-- Selected excerpt follows --

A branch activates at split time but stalls mid-execution — the Pharmacologist agent hits a rate limit and never returns a result. The OR-join is waiting for all activated branches to complete. The Safety Monitor and Neurologist finished 4 minutes ago, but the case is stuck. The process instance is neither progressing nor failing — it is silently blocked. Fix: each branch must have a timeout and a compensating path. If a branch times out, the OR-join should receive a "timeout" token that counts as branch completion, with a flag that consolidation must note the missing assessment.
The drug interaction flag was set based on a formulary lookup that ran 6 hours before triage. The formulary was updated in the interim. The flag reflects the old state — the Pharmacologist runs based on a condition that no longer applies. Alternatively, a new drug was added to the record after flag evaluation, but the Pharmacologist was not activated because the flag was already cached as false. Fix: condition evaluation must be atomic with the split decision. Flags cannot be pre-computed and cached across process stages if the underlying data can change.
The condition logic is too permissive — the "CNS involvement" flag is set to true for any record mentioning neurological history, even minor ones. Result: Neurologist activates on 94% of records instead of the expected 30%. The OR-split has effectively become a Parallel Split (AND-split) in practice. Fix: audit activation rates per branch against design intent. If a branch activates >80% of the time, either the condition is wrong or the branch should be merged into the always-on path.

-- Selected excerpt concluded --
-- Entries provided follows --

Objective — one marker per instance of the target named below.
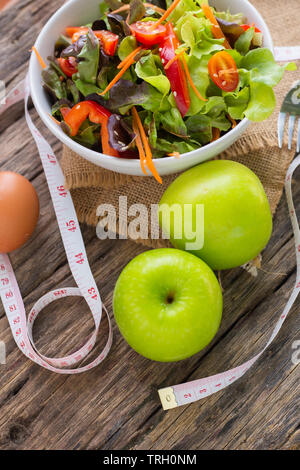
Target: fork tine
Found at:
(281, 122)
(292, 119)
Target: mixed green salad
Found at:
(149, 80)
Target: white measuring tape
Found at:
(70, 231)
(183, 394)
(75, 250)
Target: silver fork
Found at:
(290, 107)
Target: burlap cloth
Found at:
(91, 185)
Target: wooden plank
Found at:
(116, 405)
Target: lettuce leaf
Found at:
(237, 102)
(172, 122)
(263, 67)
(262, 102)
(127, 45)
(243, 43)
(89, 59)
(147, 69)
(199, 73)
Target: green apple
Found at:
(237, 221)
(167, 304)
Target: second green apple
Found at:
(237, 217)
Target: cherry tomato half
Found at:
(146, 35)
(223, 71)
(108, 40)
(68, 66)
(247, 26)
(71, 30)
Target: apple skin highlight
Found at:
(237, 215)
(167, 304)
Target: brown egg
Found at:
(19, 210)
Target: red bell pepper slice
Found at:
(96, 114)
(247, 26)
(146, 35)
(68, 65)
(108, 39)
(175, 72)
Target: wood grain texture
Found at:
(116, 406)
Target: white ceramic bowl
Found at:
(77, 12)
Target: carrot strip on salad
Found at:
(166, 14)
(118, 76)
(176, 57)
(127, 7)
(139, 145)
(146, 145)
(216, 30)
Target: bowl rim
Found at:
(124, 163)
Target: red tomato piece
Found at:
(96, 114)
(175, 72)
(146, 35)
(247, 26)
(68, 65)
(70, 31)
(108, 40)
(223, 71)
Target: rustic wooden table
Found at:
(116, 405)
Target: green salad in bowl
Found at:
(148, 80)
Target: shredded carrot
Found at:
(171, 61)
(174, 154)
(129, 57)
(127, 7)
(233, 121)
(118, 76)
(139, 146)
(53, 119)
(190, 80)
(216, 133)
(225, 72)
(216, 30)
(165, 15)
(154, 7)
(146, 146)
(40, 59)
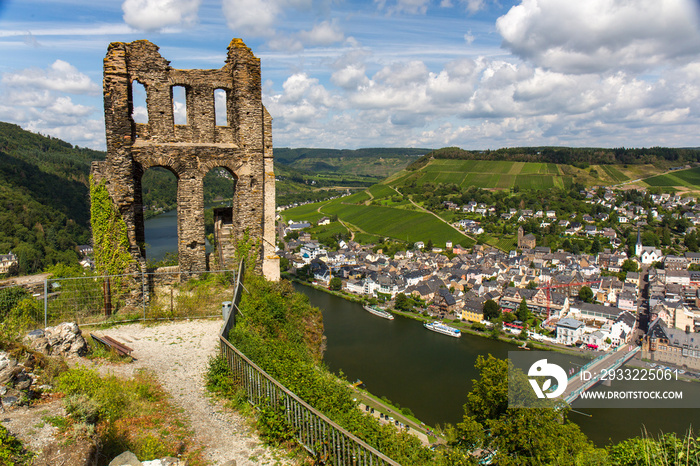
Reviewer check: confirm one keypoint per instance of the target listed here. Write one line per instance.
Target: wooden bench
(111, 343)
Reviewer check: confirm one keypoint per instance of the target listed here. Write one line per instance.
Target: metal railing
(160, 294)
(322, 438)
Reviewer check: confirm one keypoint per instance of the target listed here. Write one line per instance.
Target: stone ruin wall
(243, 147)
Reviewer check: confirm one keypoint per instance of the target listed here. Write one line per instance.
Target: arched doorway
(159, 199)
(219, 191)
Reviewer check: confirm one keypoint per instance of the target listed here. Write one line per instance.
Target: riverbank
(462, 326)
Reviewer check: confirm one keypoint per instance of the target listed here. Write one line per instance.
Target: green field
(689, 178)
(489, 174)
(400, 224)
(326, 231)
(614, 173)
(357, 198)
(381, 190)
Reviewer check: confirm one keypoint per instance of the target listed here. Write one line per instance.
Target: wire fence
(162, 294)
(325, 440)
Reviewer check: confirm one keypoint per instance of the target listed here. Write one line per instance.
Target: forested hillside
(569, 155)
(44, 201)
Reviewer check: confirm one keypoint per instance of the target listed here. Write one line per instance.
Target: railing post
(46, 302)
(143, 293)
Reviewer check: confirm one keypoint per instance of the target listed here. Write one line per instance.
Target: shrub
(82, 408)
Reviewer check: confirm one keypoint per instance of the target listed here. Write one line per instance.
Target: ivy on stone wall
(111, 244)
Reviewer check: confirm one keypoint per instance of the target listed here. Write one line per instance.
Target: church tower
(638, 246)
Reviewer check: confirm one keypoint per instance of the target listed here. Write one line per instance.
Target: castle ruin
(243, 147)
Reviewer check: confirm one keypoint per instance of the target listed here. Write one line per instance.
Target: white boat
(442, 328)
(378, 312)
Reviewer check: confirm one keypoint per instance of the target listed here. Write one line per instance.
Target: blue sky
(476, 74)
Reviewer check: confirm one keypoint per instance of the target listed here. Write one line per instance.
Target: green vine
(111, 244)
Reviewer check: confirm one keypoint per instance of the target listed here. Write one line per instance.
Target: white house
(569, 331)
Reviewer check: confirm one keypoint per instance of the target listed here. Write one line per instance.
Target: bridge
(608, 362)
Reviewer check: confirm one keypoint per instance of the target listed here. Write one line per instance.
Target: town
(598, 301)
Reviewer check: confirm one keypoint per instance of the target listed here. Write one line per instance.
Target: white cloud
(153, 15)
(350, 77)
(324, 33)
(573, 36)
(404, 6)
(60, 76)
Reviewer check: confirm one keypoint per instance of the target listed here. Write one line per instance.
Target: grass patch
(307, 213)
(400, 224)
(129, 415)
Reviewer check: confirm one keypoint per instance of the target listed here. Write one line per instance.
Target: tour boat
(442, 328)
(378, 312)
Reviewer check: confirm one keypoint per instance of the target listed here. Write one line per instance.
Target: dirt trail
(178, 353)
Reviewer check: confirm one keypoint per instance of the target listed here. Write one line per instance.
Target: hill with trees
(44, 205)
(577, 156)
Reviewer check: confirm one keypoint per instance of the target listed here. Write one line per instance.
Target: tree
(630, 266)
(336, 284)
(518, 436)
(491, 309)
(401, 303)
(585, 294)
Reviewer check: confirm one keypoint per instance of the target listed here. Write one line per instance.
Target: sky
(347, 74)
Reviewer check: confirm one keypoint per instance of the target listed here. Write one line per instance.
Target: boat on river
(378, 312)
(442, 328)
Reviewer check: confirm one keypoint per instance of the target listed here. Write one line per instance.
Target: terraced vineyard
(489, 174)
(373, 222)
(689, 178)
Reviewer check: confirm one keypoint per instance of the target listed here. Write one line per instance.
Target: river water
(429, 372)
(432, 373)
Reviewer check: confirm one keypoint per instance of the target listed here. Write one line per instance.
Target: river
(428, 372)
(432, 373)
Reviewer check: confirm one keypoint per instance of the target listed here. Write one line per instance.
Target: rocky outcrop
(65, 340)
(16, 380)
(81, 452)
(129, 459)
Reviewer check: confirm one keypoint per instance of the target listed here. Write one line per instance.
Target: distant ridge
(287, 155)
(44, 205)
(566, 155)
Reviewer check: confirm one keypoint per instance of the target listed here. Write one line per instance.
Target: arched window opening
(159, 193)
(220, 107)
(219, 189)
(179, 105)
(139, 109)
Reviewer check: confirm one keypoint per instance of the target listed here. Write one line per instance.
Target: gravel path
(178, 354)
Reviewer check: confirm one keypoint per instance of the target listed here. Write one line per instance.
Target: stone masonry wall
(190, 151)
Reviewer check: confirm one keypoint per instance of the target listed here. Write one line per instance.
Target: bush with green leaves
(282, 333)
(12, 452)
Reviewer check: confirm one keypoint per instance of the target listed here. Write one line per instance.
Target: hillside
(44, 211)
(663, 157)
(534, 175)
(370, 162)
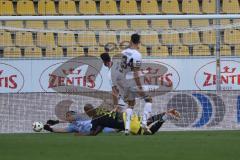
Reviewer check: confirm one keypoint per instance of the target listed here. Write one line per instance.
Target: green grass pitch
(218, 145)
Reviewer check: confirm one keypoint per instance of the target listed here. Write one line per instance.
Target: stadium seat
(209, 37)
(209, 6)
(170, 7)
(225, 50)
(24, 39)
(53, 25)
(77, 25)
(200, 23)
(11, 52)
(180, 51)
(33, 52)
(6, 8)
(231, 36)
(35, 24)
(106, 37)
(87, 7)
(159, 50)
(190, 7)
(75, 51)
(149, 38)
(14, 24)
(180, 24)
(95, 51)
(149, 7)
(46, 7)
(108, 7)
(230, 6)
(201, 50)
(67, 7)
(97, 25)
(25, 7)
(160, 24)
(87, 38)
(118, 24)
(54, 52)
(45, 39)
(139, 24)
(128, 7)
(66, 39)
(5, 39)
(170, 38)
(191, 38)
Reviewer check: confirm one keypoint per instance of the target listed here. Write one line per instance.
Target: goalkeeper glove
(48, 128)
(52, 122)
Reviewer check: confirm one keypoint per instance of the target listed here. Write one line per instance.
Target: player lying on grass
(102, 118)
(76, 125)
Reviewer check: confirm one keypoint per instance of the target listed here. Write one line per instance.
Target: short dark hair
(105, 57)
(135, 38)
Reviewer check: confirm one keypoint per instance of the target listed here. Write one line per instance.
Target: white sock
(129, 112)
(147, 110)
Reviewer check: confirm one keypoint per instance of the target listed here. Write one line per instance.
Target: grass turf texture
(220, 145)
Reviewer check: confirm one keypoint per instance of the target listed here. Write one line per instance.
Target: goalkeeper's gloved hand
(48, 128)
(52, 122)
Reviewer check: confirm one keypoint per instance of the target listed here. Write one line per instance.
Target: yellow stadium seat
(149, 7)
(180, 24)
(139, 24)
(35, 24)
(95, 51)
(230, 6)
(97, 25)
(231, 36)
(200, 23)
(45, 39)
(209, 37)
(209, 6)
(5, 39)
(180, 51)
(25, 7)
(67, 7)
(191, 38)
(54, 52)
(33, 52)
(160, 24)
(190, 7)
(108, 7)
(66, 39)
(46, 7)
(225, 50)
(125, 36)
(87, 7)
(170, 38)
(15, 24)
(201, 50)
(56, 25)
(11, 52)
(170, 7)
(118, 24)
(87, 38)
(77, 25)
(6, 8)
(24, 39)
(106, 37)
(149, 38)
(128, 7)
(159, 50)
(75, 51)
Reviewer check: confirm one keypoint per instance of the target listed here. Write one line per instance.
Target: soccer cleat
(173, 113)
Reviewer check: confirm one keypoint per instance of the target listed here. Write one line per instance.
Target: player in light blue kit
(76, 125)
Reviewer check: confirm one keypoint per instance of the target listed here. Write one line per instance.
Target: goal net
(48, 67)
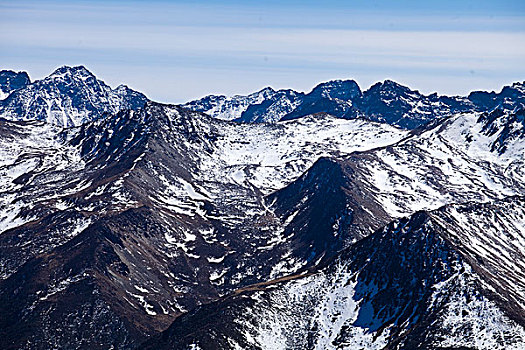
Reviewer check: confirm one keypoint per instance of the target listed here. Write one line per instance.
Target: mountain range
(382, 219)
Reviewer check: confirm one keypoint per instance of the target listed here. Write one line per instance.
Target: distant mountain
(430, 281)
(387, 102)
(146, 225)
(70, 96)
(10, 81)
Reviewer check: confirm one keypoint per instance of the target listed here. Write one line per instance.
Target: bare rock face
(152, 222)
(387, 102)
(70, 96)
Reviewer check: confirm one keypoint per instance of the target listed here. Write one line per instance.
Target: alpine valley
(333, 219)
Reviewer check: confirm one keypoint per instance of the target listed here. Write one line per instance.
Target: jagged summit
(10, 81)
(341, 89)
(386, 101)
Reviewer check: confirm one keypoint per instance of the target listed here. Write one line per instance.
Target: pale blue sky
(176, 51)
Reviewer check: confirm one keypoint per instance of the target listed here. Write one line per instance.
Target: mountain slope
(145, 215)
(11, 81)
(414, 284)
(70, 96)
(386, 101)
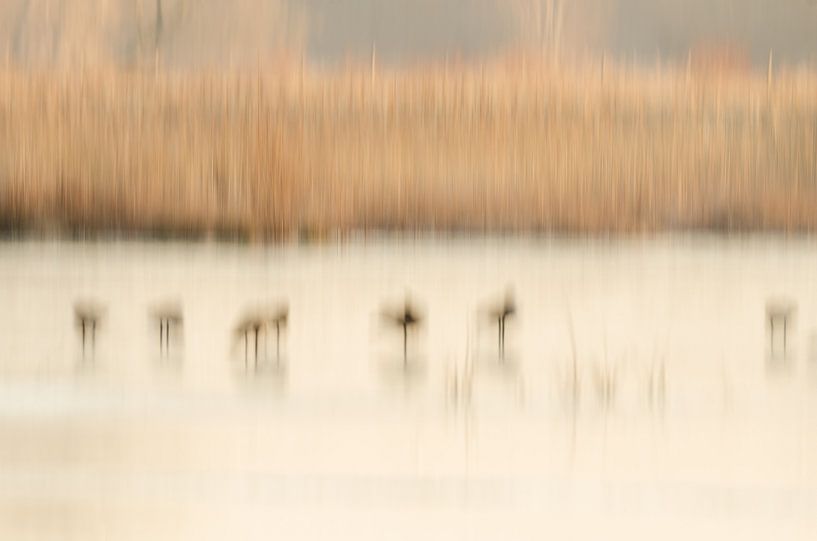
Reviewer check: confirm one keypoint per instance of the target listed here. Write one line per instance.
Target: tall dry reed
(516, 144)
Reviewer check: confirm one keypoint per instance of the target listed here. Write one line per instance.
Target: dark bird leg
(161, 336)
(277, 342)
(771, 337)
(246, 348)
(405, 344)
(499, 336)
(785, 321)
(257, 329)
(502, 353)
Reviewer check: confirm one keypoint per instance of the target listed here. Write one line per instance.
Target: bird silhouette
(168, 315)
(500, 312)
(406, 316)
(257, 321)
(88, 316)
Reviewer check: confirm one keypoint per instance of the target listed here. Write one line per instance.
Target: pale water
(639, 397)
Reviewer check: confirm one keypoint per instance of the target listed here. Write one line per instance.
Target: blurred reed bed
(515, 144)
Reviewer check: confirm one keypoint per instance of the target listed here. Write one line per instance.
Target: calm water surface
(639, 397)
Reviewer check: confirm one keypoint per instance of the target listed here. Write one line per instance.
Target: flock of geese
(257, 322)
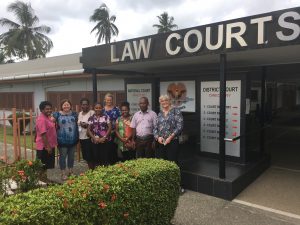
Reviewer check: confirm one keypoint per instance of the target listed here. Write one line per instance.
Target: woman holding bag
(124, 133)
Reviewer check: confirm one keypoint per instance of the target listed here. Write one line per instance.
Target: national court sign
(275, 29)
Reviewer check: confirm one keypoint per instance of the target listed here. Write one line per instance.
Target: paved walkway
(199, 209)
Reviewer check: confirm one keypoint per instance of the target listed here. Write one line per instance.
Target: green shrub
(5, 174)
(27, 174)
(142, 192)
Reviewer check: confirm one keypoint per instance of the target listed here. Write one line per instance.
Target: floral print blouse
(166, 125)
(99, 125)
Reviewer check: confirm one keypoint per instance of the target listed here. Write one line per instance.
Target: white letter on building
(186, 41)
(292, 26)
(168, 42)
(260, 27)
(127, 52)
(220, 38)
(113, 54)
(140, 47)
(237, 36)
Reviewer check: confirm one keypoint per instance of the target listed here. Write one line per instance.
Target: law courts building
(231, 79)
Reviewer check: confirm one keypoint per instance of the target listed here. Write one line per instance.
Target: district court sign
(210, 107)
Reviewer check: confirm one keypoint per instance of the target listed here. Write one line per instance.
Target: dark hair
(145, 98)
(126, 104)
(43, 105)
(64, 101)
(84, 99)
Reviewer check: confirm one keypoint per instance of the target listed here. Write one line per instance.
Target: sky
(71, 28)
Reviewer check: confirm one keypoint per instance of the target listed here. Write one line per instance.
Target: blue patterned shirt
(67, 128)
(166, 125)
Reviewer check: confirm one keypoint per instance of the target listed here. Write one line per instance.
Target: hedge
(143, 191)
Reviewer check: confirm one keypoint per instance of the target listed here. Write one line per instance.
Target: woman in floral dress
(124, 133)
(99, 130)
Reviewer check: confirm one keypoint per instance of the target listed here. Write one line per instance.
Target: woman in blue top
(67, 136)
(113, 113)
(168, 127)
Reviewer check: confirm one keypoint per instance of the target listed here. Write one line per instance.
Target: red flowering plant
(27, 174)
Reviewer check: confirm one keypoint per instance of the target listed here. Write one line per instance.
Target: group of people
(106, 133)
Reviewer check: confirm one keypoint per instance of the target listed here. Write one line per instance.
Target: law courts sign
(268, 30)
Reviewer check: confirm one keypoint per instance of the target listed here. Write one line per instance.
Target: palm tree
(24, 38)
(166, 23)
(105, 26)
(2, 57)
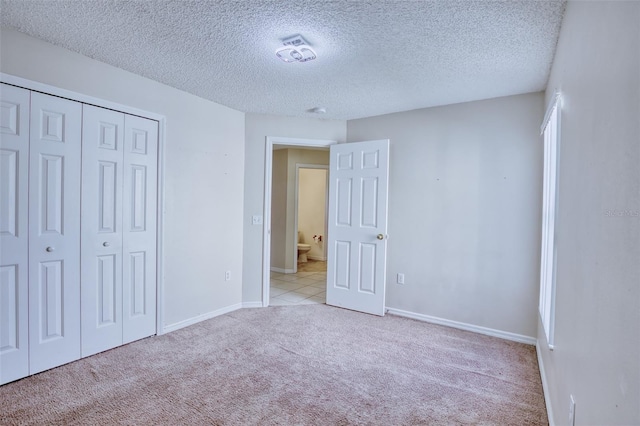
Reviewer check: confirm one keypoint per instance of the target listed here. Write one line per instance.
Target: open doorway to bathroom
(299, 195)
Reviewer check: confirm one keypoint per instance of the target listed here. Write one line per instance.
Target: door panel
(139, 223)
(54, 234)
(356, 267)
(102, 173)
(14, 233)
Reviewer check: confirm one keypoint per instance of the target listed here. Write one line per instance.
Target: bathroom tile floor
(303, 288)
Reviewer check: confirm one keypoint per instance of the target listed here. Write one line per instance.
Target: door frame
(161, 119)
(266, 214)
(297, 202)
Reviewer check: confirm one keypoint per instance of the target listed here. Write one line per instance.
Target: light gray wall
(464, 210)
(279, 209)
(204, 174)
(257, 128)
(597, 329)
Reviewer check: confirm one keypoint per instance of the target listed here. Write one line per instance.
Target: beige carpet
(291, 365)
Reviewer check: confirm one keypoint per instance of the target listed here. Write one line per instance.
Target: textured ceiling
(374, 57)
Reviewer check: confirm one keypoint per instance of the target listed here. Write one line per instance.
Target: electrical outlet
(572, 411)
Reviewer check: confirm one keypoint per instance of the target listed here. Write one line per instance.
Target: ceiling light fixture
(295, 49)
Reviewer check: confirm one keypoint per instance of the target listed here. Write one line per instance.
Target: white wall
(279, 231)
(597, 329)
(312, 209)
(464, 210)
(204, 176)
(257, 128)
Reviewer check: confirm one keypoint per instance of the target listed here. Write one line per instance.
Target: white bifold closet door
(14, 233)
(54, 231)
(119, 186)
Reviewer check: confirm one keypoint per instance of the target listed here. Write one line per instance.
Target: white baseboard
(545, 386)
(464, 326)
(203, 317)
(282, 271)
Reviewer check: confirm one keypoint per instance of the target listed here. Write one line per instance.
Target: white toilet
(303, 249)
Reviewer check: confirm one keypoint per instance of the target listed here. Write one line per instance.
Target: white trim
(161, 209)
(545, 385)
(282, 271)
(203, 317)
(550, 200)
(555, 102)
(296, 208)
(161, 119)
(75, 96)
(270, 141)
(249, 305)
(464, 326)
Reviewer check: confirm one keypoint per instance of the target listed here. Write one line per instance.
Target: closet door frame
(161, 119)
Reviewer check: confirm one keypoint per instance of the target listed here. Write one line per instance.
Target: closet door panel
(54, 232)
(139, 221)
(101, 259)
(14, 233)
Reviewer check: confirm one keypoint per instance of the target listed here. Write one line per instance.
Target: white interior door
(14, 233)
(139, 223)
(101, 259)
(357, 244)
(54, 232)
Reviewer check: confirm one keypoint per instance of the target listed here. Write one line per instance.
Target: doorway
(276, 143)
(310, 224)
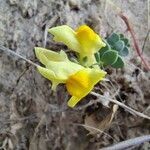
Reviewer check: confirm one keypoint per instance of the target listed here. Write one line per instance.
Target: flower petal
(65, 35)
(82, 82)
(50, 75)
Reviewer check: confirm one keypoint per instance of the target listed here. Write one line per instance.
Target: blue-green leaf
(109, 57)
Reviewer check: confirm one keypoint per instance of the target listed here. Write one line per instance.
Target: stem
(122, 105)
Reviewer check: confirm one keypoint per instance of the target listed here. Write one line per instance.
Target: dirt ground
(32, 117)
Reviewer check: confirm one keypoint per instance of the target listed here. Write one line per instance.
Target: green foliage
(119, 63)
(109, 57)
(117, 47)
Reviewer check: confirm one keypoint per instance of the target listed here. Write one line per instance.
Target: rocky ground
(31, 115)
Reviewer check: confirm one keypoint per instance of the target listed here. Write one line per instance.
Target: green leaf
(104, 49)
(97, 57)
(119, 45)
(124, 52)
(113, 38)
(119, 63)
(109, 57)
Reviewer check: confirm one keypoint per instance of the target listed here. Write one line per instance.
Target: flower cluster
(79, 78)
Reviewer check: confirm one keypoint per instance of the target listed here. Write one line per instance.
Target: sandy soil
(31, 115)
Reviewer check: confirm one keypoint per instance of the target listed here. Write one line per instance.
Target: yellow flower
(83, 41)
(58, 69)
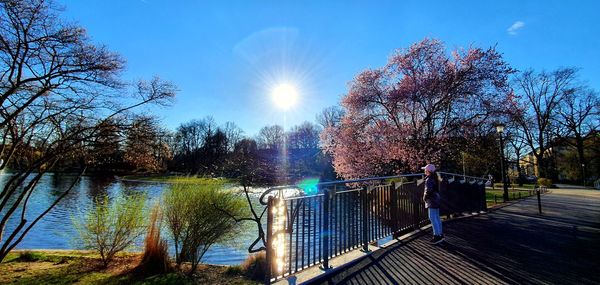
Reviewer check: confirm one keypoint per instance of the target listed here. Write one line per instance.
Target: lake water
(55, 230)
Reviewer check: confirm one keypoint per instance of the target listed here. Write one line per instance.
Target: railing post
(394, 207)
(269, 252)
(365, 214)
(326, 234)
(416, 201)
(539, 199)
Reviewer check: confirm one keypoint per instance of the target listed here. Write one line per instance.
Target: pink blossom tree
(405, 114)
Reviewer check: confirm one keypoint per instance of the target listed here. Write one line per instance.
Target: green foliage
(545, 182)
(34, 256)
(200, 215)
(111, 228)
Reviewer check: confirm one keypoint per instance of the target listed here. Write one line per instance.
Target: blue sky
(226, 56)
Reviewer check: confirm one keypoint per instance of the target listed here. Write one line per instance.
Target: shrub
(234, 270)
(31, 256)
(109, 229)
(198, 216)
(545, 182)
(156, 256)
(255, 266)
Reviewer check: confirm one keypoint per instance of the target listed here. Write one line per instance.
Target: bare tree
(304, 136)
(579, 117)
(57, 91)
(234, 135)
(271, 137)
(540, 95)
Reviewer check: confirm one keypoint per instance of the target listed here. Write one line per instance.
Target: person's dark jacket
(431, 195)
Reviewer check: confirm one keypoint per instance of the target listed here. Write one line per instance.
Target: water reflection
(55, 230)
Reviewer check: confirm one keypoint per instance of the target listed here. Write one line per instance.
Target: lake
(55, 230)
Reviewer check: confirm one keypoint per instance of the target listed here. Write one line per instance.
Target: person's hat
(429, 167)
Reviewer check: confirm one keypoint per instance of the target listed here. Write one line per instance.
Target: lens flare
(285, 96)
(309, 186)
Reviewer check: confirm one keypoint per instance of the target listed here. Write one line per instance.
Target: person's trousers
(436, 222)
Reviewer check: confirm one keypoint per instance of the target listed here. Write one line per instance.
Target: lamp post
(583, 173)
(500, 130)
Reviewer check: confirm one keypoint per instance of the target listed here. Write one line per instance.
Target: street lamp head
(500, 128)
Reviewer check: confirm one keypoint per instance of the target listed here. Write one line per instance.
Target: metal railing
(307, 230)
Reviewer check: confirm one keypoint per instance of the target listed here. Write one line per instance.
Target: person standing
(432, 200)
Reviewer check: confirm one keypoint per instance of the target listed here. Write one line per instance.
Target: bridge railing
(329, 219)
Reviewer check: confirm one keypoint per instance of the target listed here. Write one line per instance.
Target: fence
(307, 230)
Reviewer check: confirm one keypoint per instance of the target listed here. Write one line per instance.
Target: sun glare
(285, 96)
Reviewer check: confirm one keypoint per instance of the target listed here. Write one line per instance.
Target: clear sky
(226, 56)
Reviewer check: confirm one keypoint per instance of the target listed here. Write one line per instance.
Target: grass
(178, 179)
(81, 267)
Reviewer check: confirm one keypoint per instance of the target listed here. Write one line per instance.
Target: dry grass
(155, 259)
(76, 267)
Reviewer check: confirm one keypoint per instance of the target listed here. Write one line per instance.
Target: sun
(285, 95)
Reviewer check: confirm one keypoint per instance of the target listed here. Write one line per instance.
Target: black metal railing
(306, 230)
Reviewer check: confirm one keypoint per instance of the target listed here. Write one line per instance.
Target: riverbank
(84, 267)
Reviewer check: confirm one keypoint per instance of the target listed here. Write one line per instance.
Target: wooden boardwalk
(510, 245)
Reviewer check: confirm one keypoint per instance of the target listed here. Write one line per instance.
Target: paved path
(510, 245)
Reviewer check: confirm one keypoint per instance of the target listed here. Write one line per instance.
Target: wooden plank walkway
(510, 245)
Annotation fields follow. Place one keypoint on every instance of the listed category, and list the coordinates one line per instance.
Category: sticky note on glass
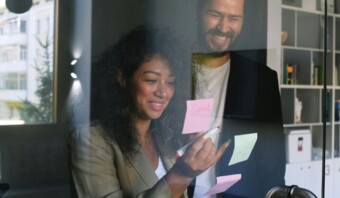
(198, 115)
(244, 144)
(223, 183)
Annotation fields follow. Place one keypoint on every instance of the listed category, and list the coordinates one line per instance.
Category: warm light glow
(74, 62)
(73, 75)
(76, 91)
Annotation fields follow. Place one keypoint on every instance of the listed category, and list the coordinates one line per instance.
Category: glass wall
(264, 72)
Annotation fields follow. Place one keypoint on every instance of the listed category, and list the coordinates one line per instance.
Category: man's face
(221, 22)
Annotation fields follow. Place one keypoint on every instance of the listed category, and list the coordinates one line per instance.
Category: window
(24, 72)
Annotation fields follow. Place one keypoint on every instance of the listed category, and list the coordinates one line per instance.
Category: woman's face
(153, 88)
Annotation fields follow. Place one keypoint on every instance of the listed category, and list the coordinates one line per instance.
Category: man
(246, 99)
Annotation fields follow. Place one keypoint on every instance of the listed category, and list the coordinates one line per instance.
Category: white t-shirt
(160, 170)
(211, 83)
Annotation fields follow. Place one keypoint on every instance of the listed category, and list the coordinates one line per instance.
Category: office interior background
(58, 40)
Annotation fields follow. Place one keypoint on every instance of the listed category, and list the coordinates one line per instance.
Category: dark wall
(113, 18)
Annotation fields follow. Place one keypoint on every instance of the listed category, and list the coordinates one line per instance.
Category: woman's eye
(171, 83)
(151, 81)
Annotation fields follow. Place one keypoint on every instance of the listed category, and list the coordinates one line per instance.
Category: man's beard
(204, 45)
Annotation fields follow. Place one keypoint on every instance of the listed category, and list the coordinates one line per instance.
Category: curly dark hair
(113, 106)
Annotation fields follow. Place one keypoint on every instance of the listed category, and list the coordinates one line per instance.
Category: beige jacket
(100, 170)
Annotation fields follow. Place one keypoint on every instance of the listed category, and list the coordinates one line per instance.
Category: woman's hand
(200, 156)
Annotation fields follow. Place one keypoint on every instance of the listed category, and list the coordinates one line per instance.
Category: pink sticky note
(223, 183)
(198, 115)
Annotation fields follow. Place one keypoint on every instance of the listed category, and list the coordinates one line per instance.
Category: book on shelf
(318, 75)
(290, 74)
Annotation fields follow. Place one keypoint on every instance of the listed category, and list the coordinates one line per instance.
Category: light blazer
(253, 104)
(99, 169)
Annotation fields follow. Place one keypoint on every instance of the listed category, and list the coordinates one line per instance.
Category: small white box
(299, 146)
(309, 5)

-- Entries provided concluded --

Task brief>
Reproduce the part of the passage on OR-split and OR-join failures starting at "A branch activates at" and ending at "the missing assessment.".

Response to this task>
A branch activates at split time but stalls mid-execution — the Pharmacologist agent hits a rate limit and never returns a result. The OR-join is waiting for all activated branches to complete. The Safety Monitor and Neurologist finished 4 minutes ago, but the case is stuck. The process instance is neither progressing nor failing — it is silently blocked. Fix: each branch must have a timeout and a compensating path. If a branch times out, the OR-join should receive a "timeout" token that counts as branch completion, with a flag that consolidation must note the missing assessment.